-------- MATERIAL PROVIDED

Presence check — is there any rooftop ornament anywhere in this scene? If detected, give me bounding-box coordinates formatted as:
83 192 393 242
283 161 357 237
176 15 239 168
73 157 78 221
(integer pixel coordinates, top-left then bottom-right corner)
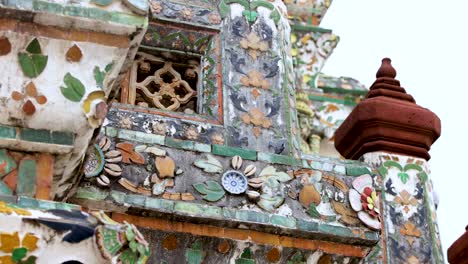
335 58 441 160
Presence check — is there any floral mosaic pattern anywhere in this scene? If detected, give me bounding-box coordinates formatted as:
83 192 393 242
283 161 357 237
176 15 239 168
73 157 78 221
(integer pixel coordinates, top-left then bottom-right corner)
349 174 381 230
11 82 47 116
194 155 293 212
284 0 332 26
370 153 443 263
0 232 39 264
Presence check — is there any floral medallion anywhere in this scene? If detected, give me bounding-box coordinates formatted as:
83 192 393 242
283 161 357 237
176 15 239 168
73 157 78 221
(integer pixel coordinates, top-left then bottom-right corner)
349 174 381 230
221 170 247 194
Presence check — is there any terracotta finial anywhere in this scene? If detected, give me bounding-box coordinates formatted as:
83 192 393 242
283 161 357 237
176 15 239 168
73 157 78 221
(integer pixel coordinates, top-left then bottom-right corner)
376 58 396 79
335 58 440 160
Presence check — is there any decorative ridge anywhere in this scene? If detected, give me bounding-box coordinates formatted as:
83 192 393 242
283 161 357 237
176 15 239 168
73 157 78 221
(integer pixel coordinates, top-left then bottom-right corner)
366 58 416 103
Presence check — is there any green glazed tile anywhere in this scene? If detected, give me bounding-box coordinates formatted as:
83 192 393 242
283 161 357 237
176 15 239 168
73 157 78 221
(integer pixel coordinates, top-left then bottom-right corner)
0 181 13 195
63 6 89 17
0 126 16 139
212 144 257 160
235 210 270 223
37 200 57 210
16 159 36 197
73 187 109 201
51 131 75 146
105 127 119 137
193 142 211 153
346 166 371 176
145 197 174 211
0 194 18 204
258 152 302 166
55 203 81 211
318 224 356 237
111 190 127 204
21 128 52 143
17 196 39 209
166 137 194 150
125 194 146 207
270 215 296 228
297 219 318 232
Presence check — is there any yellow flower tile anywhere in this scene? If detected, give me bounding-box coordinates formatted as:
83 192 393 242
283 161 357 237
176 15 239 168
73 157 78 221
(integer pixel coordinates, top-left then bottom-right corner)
0 256 15 264
0 232 20 253
21 233 39 252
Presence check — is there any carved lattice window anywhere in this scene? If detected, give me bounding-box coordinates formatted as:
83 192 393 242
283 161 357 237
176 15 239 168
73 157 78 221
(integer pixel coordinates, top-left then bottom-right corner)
129 52 200 114
116 22 223 124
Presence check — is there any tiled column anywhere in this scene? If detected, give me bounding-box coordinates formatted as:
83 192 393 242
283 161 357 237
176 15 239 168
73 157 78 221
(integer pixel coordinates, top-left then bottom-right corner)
220 0 299 157
335 59 443 263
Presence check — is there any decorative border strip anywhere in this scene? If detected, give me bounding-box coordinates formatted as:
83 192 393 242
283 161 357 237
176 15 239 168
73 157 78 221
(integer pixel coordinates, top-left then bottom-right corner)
72 187 379 246
0 18 130 48
2 0 147 27
0 195 82 211
112 213 369 258
102 126 370 176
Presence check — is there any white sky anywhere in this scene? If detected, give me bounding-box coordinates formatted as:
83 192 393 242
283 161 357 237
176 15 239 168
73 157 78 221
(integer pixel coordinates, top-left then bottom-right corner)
321 0 468 257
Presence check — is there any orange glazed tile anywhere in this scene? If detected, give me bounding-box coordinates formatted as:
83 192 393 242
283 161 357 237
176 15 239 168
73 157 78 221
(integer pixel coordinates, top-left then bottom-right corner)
36 153 54 200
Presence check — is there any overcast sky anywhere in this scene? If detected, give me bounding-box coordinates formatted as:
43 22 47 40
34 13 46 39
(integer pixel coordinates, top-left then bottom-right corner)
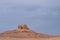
0 0 60 35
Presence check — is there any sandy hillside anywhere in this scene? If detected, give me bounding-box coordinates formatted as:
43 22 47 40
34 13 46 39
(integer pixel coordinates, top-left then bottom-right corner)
0 25 60 40
0 37 60 40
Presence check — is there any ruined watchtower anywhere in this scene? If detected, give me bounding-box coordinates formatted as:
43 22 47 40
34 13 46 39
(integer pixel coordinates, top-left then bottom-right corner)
18 24 29 31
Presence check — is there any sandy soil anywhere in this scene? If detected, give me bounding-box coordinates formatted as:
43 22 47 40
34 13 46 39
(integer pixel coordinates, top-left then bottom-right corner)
0 37 60 40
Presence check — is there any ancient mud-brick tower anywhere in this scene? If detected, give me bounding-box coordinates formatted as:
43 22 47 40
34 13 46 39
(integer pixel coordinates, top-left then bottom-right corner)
18 24 29 31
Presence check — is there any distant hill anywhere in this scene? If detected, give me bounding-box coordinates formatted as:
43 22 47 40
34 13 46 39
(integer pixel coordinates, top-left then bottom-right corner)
0 25 59 38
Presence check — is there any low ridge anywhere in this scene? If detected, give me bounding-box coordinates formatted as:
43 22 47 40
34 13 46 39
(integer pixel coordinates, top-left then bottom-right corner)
0 24 49 38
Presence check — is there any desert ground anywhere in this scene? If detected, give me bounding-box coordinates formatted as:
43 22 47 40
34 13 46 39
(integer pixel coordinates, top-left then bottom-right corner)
0 37 60 40
0 25 60 40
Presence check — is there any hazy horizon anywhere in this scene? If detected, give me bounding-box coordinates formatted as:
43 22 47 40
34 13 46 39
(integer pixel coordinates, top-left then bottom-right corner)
0 0 60 35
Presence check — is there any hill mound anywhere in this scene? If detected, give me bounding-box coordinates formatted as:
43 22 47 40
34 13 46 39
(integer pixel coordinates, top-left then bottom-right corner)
0 25 49 38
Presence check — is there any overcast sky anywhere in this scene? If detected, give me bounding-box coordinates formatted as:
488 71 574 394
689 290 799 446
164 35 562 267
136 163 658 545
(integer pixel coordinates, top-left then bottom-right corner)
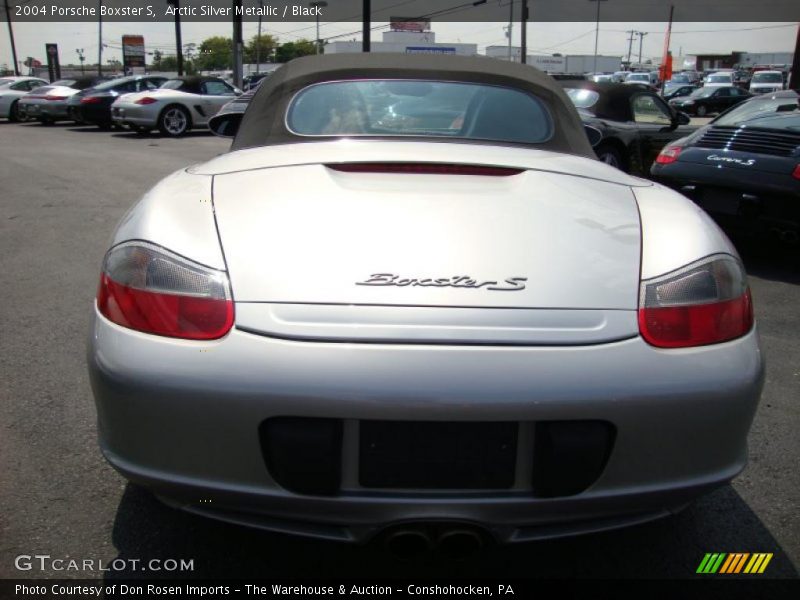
0 21 797 67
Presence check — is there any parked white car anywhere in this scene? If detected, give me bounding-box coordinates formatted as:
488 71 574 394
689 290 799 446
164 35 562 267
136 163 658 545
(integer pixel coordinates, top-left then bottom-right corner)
750 71 784 94
111 77 242 137
703 71 735 87
0 77 47 121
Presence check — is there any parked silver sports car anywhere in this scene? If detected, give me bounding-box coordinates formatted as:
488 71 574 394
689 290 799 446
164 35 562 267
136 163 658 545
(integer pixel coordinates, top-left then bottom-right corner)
89 54 763 548
111 77 242 137
18 76 106 125
0 77 47 121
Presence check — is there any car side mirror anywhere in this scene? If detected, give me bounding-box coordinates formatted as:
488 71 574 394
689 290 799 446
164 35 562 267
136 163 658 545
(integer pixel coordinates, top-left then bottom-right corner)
583 125 603 148
208 113 244 138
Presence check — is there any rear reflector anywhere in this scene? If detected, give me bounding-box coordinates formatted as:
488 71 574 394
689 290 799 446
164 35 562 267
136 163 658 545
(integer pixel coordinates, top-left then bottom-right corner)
97 242 233 340
639 254 753 348
656 146 682 165
325 163 523 177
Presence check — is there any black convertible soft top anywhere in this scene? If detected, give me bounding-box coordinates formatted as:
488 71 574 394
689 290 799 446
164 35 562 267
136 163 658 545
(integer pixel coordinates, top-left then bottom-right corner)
231 53 594 157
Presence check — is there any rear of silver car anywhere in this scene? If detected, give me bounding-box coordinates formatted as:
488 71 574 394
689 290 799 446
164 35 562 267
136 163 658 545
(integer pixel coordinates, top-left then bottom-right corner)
89 141 763 541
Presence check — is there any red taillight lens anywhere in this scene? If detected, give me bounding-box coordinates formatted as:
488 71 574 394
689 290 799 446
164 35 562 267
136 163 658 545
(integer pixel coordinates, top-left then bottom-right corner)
656 146 682 165
97 242 233 340
639 255 753 348
326 163 522 177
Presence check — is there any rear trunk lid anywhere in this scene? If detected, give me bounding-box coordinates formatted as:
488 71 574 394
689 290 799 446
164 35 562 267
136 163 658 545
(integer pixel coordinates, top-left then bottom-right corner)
214 142 640 344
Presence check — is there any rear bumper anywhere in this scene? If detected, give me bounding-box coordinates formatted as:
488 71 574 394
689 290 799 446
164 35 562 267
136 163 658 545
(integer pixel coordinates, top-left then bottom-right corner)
89 314 763 541
650 162 800 231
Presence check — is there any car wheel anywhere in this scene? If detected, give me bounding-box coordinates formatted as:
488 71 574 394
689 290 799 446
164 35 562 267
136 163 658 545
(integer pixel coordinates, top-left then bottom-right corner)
158 106 191 137
594 144 625 171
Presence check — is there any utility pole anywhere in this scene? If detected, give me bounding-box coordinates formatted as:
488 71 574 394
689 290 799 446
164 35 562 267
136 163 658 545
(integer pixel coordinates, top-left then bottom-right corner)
233 0 244 88
589 0 606 73
308 0 328 54
75 48 86 75
97 0 103 77
508 0 514 62
167 0 183 76
519 0 528 65
636 31 648 66
256 0 264 73
626 29 636 69
3 0 19 77
361 0 372 52
789 26 800 91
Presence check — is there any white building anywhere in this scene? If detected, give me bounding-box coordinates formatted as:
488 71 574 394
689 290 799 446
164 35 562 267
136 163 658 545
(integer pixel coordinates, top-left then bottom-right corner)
486 45 622 73
325 31 478 56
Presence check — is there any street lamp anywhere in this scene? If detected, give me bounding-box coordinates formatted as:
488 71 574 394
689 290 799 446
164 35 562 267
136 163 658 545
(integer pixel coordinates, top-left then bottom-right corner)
308 0 328 54
589 0 607 73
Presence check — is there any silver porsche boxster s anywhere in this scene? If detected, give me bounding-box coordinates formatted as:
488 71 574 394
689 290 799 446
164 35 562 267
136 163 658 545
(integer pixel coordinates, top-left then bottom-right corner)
89 54 763 545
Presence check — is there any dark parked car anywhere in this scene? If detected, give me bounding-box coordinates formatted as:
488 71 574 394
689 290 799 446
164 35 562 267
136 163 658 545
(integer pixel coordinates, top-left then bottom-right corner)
651 90 800 242
563 82 692 175
669 86 753 117
68 75 167 128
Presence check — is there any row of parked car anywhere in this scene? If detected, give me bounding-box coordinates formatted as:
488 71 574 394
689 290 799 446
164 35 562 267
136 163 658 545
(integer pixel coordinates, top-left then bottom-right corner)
0 75 242 136
6 70 800 240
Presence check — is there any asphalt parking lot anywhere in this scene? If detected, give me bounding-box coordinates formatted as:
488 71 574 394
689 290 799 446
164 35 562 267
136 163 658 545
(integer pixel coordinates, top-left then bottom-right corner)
0 122 800 578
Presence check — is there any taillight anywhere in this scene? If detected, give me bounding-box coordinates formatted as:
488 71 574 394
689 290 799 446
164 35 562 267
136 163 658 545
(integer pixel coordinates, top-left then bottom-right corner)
639 254 753 348
325 162 522 177
97 242 233 340
656 146 682 165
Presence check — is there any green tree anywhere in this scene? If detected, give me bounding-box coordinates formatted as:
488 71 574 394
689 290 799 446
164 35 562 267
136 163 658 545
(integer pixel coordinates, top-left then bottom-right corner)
244 34 278 65
275 39 317 62
196 35 233 71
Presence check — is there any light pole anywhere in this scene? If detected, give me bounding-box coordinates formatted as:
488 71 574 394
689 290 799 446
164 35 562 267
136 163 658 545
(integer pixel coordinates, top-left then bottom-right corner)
256 0 264 73
75 48 86 75
308 0 328 54
4 0 19 77
636 31 647 67
589 0 607 73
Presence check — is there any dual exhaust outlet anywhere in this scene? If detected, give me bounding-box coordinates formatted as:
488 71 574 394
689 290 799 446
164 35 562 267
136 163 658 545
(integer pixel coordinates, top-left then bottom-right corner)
383 525 488 560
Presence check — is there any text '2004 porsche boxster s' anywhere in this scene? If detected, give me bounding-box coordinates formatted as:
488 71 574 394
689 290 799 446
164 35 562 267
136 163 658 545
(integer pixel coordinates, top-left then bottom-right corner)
89 54 763 542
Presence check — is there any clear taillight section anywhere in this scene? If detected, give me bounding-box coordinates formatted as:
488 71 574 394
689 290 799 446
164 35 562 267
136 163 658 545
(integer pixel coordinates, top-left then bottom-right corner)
639 254 753 348
97 242 233 340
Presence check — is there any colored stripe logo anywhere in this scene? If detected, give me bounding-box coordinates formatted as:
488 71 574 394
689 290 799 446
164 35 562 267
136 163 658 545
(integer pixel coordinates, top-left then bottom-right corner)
696 552 773 575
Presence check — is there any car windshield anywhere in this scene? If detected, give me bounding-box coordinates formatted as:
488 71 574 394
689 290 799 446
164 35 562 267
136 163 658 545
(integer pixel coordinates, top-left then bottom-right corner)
751 73 783 83
564 88 600 108
714 97 800 129
286 79 553 144
689 88 717 98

----------------

[YOUR INSTRUCTIONS]
Output as a numbered list, with blank lines omitted, the lines running from the one containing "Presence check — is there any white building" through the one containing "325 31 478 56", both included.

[RESULT FOR THIS TASK]
1. Presence check — is there any white building anywhere in this scene? If detected, give me bounding-box coordinates formatted as:
2. 488 71 574 394
3. 689 290 799 446
4. 164 35 562 267
5. 136 163 658 545
6. (integer pixel coordinates, top-left then bottom-right corner)
7. 486 45 622 73
8. 325 31 478 56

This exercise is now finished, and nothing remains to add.